--- TEXT SEGMENT ---

Why it’s time for an Office for Citizenship and Integration in London

Posted on 25 February 2016

On the anniversary of Britain’s first citizenship ceremony, writes Steve Ballinger, a new report says that Britain has ‘forgotten’ the value of citizenship and the importance of proactively promoting better integration – and calls on London to lead the way.

New Britons pledge allegiance to the Queen at a Brent citizenship ceremony, January 2016

New Britons pledge allegiance to the Queen at a Brent citizenship ceremony, January 2016

 

London is a city of immigration and that brings pressures on people living here, as well as economic and cultural benefits that have helped make our city one of the greatest in the world. Making integration work – for people already here and for new arrivals too – is one of the keys to London’s continuing success.  So we need a London that we can all share. We need to promote more contact and understanding between Londoners from different backgrounds. And we need to build a sense of citizenship that reaches and matters to Londoners born and raised in Britain as much as to this country’s newest arrivals.

That’s why we’re calling on all London Mayoral candidates to back a new proposal for an Office for Citizenship and Integration at the GLA. 

A new report setting out the proposals, from British Future in partnership with London Citizens, the largest and most diverse civic partnership in the Capital, and backed by voices across party politics, sets out why London needs to do more to promote integration and citizenship, and  some of the key priorities that the new Office could pursue. These include:

 

  • Ensuring that more people speak English so they can fully be part of British life.
  • Promoting greater involvement in civic life and contact between people from different backgrounds, including through volunteering drives and encouraging all young Londoners to register and use their first vote, as a step towards understanding of the value of common citizenship.
  • Encouraging more migrants living in London to take British Citizenship, with a target of increasing by 100,000 the rate of citizenship registrations over the four-year mayoral term.

The new proposals are backed by: Trevor Phillips OBE; David Lammy MP; Steve Norris, former Conservative London Mayoral candidate; Mark Rimmer, Head of Registration and Nationality for the London Borough of Brent; Bharat Mehta, Chief Executive, Trust for London; Sonny Leong, Trustee, Mulan Foundation Network; Bite the Ballot; Moira Sinclair, Director, Paul Hamlyn Foundation; and Sara Llewellin, Chief Executive, Barrow Cadbury Trust.

--- EXTRACTED DATA ---

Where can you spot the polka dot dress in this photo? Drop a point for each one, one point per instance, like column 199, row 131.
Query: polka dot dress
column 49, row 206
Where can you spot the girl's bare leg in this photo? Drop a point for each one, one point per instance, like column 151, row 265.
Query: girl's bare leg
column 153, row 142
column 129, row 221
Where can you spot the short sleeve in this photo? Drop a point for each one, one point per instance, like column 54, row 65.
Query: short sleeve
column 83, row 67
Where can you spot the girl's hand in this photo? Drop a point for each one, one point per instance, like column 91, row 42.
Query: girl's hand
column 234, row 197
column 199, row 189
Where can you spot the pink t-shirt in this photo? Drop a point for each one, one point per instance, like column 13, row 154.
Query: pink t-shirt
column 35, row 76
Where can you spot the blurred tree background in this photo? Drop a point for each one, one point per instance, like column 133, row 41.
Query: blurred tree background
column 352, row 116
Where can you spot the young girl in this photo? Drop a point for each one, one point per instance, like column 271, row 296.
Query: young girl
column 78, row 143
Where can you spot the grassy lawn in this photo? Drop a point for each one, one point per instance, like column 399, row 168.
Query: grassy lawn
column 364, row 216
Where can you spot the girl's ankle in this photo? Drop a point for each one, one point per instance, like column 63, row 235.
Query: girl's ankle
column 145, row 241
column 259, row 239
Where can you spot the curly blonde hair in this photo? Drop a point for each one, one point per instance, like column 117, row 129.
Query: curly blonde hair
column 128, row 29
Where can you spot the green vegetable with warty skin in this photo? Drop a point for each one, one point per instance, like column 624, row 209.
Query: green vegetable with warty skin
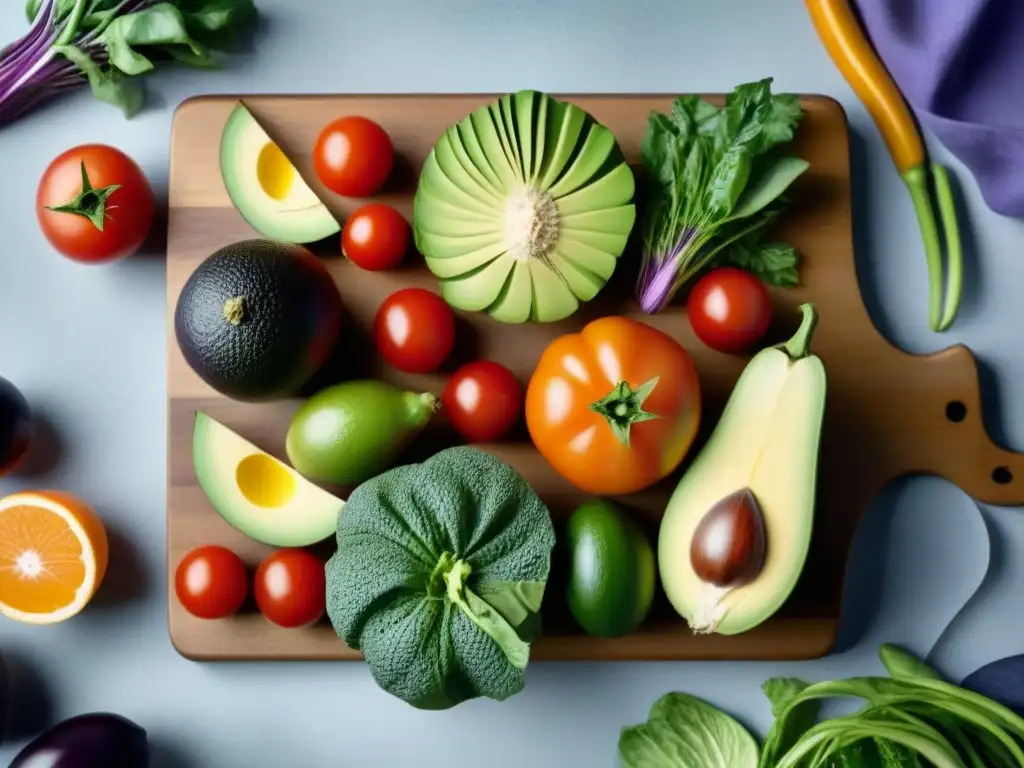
column 439, row 576
column 715, row 181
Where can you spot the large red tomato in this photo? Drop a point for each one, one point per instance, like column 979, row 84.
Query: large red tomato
column 353, row 157
column 614, row 408
column 94, row 204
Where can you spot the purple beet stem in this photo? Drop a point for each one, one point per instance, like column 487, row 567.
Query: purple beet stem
column 659, row 275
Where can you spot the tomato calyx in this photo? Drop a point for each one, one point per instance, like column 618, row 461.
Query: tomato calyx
column 89, row 203
column 623, row 408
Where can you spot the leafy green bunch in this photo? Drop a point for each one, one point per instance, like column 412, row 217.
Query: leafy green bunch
column 111, row 43
column 911, row 719
column 714, row 181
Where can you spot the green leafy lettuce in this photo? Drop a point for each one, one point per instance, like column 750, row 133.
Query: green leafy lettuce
column 715, row 179
column 684, row 732
column 439, row 576
column 912, row 719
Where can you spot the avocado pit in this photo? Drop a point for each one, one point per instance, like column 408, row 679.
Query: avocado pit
column 530, row 223
column 727, row 551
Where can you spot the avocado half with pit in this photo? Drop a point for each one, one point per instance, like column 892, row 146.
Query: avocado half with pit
column 257, row 494
column 265, row 186
column 523, row 208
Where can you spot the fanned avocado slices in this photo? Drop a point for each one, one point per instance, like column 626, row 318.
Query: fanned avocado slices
column 523, row 208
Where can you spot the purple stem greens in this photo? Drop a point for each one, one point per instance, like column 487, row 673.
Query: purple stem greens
column 714, row 183
column 108, row 44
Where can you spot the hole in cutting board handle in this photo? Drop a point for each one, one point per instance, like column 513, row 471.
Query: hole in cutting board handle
column 1003, row 476
column 955, row 411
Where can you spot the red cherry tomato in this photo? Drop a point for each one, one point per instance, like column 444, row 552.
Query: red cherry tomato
column 729, row 309
column 376, row 237
column 353, row 157
column 291, row 588
column 121, row 201
column 415, row 330
column 482, row 399
column 211, row 582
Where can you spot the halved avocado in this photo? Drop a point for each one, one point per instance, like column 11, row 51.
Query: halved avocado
column 523, row 208
column 265, row 186
column 257, row 494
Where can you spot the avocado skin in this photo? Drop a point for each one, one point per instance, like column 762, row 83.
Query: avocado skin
column 15, row 426
column 611, row 569
column 291, row 324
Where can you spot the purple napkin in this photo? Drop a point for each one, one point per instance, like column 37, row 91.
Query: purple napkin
column 961, row 66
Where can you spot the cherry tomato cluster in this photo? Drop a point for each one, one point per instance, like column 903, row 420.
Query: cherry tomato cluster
column 353, row 157
column 414, row 329
column 290, row 585
column 415, row 332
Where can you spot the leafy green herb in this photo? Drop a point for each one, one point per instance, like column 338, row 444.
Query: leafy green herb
column 911, row 719
column 715, row 180
column 110, row 43
column 684, row 732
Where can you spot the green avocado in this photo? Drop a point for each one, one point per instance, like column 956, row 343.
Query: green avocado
column 611, row 569
column 349, row 432
column 523, row 208
column 256, row 493
column 265, row 186
column 257, row 318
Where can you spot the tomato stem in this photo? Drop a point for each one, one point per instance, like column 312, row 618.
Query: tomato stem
column 623, row 408
column 89, row 203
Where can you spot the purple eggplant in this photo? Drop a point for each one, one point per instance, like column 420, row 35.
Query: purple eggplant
column 1001, row 681
column 15, row 426
column 96, row 739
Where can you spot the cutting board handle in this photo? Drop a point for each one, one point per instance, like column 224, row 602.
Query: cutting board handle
column 943, row 430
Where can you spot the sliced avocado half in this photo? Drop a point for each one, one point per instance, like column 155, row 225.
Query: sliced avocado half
column 737, row 529
column 523, row 208
column 265, row 186
column 257, row 494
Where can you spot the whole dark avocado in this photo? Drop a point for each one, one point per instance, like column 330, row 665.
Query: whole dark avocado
column 15, row 427
column 257, row 318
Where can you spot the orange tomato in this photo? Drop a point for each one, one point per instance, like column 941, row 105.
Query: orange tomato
column 614, row 408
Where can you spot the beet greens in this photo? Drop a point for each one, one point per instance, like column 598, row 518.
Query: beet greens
column 715, row 182
column 109, row 44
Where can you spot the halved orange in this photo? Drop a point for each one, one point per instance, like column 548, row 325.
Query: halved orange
column 53, row 554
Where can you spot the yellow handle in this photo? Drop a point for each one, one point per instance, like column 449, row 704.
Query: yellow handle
column 845, row 40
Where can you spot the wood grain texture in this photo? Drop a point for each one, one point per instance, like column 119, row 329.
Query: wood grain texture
column 886, row 415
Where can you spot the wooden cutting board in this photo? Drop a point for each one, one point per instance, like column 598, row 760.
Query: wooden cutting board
column 888, row 413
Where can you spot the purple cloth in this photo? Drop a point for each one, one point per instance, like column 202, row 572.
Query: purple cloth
column 961, row 66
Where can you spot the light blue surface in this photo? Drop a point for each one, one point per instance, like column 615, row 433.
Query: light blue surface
column 87, row 347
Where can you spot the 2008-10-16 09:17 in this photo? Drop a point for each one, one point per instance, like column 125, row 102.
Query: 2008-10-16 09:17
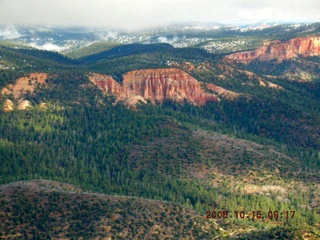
column 250, row 215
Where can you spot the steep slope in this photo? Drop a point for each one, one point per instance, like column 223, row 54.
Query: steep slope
column 62, row 211
column 156, row 85
column 278, row 50
column 22, row 86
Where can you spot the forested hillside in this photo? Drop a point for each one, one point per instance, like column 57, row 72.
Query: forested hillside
column 257, row 152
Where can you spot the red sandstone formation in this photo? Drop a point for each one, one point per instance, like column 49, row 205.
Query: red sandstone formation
column 277, row 50
column 24, row 85
column 227, row 94
column 156, row 85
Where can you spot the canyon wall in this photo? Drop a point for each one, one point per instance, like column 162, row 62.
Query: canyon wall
column 156, row 85
column 278, row 50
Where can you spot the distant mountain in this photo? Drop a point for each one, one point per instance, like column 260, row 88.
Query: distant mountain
column 216, row 148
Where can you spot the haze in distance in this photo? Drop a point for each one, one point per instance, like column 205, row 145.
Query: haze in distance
column 141, row 14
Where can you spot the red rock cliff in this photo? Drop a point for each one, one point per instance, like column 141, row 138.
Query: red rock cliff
column 156, row 85
column 277, row 50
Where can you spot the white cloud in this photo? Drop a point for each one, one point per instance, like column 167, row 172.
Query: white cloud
column 9, row 33
column 136, row 14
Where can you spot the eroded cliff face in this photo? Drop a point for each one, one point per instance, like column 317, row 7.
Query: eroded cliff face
column 155, row 85
column 277, row 50
column 22, row 86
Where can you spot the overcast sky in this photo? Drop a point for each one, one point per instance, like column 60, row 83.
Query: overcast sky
column 136, row 14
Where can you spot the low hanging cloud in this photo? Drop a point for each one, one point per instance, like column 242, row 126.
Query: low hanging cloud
column 132, row 15
column 9, row 32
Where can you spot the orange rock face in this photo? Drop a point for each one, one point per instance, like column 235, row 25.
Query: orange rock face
column 277, row 50
column 223, row 92
column 24, row 85
column 156, row 85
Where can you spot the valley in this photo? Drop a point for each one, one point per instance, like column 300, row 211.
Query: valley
column 139, row 139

---

CHALLENGES:
a) Answer these questions from the article on citizenship and integration in London:
(i) On what date was it posted?
(ii) Which organization is British Future working with on the report?
(iii) By how much does it aim to increase the rate of citizenship registrations, and over what period?
b) From the article on citizenship and integration in London, repeat word for word the passage between "London is a" and "at the GLA.", inclusive.
The lines have no connection to the article.

REPLIES:
a)
(i) 25 February 2016
(ii) London Citizens
(iii) By 100,000, over the four-year mayoral term

b)
London is a city of immigration and that brings pressures on people living here, as well as economic and cultural benefits that have helped make our city one of the greatest in the world. Making integration work – for people already here and for new arrivals too – is one of the keys to London’s continuing success.  So we need a London that we can all share. We need to promote more contact and understanding between Londoners from different backgrounds. And we need to build a sense of citizenship that reaches and matters to Londoners born and raised in Britain as much as to this country’s newest arrivals.

That’s why we’re calling on all London Mayoral candidates to back a new proposal for an Office for Citizenship and Integration at the GLA.